* [BRIEF]
How many lines in the entries below contain the string "pink", with case counting? Reply with the number alone.

* [A block of data]
· · · · ·

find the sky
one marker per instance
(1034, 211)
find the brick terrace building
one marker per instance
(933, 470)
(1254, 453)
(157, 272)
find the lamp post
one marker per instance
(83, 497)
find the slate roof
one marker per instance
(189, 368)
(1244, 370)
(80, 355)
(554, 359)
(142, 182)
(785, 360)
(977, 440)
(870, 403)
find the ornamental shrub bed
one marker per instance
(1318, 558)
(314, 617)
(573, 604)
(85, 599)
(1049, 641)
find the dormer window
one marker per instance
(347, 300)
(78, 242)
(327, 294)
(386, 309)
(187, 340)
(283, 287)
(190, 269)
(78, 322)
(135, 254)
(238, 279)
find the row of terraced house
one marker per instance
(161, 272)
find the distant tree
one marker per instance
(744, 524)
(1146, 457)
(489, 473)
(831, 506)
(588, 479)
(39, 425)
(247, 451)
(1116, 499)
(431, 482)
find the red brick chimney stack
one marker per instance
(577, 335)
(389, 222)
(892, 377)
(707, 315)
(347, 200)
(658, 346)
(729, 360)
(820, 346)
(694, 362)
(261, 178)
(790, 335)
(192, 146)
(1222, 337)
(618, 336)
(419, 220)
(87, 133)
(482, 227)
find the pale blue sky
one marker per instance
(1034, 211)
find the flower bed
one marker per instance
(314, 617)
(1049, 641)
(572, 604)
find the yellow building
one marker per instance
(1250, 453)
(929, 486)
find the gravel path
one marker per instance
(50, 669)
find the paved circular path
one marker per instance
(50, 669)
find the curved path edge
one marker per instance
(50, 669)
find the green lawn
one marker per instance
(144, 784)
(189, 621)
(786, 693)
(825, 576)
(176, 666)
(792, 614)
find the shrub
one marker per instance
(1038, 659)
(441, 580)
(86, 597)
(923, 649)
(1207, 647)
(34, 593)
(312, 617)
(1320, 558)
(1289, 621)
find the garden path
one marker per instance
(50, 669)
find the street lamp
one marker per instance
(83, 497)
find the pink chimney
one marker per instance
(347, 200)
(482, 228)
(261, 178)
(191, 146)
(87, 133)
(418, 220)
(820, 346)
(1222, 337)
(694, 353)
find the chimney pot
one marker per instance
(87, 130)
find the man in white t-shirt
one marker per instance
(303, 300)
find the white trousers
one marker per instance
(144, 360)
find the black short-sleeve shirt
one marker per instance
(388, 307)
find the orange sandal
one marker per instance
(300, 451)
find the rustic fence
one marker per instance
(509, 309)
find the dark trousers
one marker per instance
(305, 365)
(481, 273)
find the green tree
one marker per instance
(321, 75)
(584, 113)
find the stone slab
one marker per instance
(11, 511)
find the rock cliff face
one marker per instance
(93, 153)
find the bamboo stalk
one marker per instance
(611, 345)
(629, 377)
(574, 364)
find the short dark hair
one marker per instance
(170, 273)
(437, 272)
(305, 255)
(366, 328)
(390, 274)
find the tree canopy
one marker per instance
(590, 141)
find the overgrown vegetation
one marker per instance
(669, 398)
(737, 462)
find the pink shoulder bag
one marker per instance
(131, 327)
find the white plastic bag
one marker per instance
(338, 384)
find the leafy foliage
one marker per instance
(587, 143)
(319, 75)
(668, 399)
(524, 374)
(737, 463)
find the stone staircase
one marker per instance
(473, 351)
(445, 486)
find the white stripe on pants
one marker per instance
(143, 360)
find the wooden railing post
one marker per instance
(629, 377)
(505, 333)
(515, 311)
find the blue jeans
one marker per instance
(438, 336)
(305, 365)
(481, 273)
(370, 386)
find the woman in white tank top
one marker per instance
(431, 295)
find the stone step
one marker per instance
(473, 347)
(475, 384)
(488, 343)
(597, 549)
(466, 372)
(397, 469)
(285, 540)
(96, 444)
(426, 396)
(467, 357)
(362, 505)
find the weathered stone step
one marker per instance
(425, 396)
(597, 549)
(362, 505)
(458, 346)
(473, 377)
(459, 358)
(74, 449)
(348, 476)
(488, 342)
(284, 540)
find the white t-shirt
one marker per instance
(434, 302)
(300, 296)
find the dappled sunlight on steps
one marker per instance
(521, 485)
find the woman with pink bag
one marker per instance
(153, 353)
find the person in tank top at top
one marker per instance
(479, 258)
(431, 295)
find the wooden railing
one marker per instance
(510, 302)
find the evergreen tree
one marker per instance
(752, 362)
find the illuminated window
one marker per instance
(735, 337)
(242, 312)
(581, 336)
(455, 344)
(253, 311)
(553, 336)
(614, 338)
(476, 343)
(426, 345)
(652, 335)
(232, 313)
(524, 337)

· · · · ·

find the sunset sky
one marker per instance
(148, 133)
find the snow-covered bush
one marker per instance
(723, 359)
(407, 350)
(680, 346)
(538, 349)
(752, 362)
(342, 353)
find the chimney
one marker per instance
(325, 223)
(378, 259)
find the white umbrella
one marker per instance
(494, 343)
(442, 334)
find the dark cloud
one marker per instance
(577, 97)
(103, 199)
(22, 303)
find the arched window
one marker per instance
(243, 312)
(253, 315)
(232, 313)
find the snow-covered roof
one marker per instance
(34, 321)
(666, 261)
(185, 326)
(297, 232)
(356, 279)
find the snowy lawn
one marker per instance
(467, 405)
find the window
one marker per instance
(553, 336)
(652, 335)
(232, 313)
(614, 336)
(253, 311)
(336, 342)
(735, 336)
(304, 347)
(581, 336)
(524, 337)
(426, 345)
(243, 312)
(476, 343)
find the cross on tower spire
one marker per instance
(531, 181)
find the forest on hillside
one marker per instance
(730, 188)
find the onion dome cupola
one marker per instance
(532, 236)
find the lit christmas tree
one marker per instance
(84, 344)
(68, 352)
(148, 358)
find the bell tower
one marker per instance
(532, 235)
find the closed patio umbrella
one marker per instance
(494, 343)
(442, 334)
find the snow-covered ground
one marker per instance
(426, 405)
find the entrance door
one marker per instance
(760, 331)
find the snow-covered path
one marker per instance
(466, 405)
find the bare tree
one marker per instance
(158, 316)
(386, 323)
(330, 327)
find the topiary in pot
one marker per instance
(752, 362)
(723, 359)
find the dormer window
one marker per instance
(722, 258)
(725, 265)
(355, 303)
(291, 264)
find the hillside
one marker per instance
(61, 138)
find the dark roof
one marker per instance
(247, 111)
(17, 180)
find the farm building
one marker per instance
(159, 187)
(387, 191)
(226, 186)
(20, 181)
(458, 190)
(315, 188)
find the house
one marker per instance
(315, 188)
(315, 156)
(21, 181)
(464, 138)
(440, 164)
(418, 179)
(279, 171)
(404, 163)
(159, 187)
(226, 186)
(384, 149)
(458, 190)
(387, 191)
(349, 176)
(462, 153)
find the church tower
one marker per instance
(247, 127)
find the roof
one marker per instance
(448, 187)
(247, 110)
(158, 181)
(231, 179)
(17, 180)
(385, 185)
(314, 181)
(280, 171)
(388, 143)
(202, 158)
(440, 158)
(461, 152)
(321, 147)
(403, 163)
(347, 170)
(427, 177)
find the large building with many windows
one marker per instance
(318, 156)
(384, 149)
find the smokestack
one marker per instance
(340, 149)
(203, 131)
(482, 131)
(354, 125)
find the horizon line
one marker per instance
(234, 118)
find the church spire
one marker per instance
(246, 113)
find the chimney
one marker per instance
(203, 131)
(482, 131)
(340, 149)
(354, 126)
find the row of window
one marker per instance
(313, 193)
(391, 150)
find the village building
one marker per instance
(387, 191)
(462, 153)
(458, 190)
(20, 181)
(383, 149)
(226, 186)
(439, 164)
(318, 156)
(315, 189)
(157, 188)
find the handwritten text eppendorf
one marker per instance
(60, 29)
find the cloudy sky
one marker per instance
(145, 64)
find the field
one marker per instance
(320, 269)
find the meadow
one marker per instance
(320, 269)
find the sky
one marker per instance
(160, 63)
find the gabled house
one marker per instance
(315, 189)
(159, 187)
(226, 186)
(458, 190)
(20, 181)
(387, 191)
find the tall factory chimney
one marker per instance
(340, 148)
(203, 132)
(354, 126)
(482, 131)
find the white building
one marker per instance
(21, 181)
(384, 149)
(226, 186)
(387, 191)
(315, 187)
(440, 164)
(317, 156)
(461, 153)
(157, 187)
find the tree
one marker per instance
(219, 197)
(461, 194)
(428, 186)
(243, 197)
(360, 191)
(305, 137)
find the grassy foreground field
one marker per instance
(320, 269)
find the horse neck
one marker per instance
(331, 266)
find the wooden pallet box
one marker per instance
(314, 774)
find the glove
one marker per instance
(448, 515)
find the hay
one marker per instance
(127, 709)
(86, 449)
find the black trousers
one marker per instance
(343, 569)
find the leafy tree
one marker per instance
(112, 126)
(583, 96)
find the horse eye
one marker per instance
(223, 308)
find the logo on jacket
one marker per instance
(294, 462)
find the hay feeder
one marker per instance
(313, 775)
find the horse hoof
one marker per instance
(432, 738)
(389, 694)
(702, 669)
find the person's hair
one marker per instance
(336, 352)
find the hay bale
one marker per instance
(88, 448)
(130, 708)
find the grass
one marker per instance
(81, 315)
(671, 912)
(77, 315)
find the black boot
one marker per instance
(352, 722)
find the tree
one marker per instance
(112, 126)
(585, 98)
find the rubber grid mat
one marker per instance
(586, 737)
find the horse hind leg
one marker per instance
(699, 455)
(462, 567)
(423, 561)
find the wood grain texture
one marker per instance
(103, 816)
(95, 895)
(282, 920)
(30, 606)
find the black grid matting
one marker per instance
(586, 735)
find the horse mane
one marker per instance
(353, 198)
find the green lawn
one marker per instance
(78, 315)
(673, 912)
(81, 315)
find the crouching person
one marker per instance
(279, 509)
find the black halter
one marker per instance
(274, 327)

· · · · ·

* [EXERCISE SOLUTION]
3